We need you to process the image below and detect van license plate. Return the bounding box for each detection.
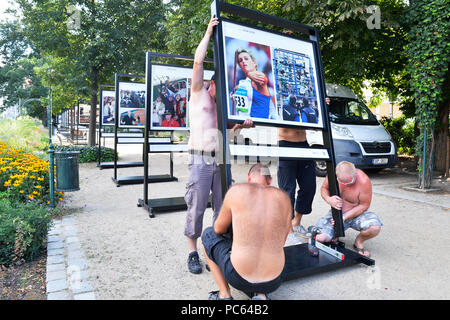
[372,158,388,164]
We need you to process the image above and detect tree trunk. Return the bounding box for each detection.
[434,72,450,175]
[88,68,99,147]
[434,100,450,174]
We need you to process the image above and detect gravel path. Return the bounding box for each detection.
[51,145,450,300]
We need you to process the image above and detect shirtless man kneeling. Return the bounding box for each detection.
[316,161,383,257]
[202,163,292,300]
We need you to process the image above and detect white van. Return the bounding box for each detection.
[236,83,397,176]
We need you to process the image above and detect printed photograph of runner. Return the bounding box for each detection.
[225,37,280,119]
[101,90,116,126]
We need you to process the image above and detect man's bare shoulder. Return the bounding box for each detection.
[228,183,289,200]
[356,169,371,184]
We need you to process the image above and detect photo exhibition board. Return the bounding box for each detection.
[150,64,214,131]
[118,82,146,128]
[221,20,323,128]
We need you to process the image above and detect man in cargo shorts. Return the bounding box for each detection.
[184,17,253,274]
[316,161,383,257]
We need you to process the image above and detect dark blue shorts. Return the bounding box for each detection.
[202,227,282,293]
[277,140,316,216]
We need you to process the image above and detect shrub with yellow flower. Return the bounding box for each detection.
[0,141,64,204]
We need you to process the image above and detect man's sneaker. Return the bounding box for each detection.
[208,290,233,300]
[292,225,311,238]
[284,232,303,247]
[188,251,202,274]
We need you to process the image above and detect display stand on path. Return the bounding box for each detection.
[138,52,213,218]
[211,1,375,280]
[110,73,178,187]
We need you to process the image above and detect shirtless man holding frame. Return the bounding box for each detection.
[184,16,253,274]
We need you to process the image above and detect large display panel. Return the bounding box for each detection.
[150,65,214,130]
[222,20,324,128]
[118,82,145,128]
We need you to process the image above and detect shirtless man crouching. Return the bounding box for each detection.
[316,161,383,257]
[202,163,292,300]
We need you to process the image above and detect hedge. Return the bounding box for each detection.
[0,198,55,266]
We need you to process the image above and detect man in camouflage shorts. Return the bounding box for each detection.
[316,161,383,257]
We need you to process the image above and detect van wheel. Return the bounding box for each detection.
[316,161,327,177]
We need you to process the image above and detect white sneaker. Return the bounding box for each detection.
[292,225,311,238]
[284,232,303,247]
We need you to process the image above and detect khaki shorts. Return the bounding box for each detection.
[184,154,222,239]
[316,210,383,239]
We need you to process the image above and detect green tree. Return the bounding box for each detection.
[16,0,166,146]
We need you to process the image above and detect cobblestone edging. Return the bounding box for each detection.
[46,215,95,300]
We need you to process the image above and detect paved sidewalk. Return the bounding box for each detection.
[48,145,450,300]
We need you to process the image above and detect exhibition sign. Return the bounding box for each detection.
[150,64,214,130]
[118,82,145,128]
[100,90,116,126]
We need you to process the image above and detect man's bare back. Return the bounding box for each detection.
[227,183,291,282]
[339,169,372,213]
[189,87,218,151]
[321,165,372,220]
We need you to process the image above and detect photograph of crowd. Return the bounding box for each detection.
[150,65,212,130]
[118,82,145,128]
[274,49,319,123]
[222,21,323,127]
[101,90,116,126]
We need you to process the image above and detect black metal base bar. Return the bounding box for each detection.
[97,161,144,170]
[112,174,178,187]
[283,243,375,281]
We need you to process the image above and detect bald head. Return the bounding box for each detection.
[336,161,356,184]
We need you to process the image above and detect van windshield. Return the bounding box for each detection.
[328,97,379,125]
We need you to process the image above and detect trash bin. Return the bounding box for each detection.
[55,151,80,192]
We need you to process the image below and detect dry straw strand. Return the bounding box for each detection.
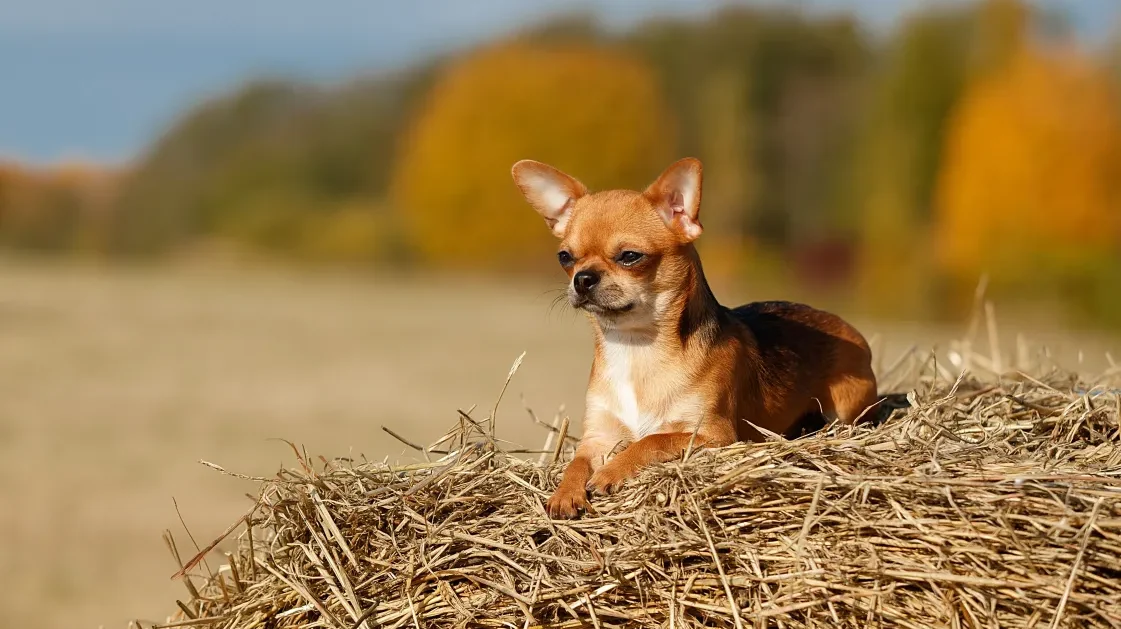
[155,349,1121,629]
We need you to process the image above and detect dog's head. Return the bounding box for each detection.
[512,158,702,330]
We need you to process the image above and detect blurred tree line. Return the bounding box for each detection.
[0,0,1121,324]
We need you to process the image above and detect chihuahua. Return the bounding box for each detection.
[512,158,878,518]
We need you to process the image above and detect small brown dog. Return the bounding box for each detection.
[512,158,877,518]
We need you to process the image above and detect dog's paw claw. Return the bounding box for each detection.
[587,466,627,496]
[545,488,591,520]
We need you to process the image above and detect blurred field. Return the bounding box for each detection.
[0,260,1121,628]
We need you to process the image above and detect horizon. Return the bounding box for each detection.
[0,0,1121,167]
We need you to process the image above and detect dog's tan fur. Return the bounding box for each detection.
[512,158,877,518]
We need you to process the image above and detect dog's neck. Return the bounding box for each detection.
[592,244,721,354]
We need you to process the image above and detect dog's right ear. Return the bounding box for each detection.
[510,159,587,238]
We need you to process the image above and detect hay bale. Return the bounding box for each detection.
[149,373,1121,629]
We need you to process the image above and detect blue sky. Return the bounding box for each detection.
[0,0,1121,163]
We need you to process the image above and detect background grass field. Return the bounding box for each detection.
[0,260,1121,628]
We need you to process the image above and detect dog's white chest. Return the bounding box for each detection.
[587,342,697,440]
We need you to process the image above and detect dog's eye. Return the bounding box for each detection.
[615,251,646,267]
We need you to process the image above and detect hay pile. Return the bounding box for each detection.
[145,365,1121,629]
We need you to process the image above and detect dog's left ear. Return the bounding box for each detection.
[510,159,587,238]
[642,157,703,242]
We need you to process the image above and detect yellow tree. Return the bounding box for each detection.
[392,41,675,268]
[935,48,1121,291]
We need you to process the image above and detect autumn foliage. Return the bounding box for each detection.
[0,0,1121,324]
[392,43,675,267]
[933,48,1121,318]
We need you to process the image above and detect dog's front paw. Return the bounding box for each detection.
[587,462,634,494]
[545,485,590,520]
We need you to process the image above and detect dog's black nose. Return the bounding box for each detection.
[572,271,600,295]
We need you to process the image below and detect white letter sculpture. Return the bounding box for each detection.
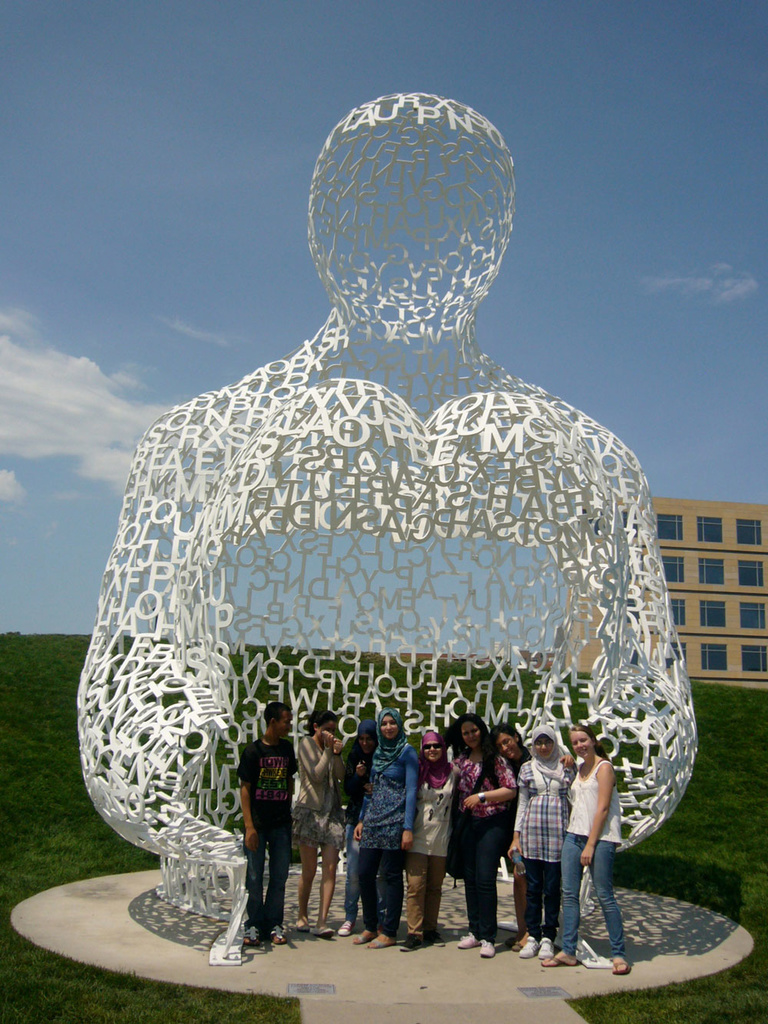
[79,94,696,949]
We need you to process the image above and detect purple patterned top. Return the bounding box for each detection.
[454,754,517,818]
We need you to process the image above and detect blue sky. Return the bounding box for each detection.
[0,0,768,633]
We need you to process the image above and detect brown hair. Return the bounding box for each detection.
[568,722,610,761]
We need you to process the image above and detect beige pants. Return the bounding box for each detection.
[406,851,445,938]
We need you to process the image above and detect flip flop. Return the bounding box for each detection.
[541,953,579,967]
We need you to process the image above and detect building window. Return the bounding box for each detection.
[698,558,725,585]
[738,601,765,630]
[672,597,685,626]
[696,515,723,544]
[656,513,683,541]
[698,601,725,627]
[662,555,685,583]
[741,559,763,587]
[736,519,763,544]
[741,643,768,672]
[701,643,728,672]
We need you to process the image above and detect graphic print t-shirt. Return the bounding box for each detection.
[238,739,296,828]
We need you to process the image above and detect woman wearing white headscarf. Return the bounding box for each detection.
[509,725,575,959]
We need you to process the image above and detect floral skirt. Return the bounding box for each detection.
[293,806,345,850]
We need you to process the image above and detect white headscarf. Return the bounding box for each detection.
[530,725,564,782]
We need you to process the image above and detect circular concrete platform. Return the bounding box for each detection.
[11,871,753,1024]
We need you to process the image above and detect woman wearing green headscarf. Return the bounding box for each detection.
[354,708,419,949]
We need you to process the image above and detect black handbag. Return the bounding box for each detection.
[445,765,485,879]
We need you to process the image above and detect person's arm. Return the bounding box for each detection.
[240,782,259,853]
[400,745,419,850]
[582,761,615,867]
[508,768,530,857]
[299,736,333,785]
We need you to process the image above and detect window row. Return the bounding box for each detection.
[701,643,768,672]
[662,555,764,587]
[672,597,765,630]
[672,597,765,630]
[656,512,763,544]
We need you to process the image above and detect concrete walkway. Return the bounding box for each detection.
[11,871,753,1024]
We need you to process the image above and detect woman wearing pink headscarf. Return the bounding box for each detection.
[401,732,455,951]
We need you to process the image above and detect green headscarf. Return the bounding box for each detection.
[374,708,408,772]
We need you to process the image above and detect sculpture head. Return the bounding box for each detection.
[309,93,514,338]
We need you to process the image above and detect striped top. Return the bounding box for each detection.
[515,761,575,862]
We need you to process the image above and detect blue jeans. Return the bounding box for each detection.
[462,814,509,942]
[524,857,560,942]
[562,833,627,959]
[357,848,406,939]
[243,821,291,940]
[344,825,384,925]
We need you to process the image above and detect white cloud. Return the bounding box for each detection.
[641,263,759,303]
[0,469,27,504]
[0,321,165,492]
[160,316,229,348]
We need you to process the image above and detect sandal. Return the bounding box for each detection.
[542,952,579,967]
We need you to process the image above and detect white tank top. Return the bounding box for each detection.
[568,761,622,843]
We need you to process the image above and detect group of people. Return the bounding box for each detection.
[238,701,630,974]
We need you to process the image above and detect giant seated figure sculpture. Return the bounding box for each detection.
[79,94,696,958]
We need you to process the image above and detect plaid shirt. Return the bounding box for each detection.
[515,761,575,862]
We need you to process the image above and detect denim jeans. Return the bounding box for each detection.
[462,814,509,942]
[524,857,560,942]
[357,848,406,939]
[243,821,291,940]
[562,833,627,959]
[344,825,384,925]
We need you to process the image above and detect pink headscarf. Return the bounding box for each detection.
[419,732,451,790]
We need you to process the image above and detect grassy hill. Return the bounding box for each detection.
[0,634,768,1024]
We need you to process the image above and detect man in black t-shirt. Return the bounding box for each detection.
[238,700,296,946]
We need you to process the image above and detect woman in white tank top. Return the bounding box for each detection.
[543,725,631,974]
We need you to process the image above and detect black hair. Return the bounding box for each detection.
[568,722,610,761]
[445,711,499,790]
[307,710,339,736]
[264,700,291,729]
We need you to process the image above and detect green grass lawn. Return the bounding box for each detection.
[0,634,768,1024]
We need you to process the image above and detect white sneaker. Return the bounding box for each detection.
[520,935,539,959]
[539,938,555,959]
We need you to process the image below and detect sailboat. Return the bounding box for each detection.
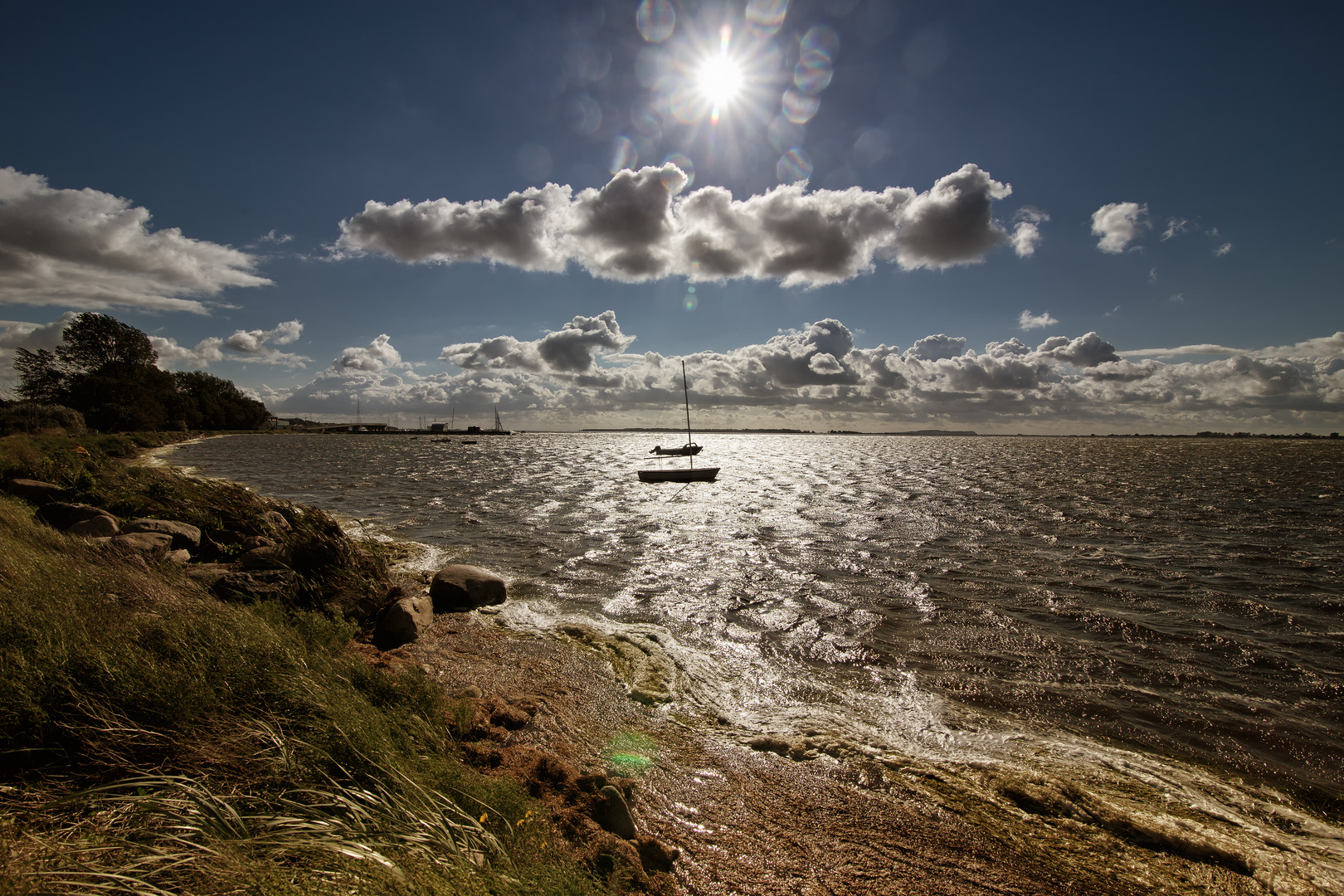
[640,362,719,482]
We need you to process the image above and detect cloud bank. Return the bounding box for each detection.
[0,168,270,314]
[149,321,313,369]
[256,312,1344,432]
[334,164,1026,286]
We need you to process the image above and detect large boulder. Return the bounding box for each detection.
====================
__WORK TO DO__: Repeat the rows from the start through the line that contains "[221,20,323,128]", with "van" changed to "truck" and everything else left as it is. Leave the pictures out.

__SOLUTION TO THIS PROBLEM__:
We need you to process the image below and detect truck license plate. Return the bounding box for each detection.
[372,158,388,164]
We need you to process the image above and detect tree trunk. Return the bounding box for each detection.
[434,72,450,175]
[88,68,99,147]
[434,100,450,174]
We need you to process the image above and detect gravel path. Return the bounding box for each detection.
[51,145,450,300]
We need you to process the image above and detect shirtless man kneeling. Return the bounding box for each detection.
[316,161,383,257]
[202,163,292,300]
We need you to process the image above and detect white truck. Return the bounding box for each detection.
[236,83,397,176]
We need you to process the image above and detect printed photograph of runner. Return the bounding box for each detection.
[225,37,280,119]
[101,90,116,126]
We need you to process the image above and detect man's bare shoulder. Return the bounding box for each detection.
[228,183,289,200]
[356,169,371,184]
We need you to process the image above and detect photo exhibition board. Return the bounding box for each detection.
[150,64,214,131]
[118,82,146,128]
[221,20,323,128]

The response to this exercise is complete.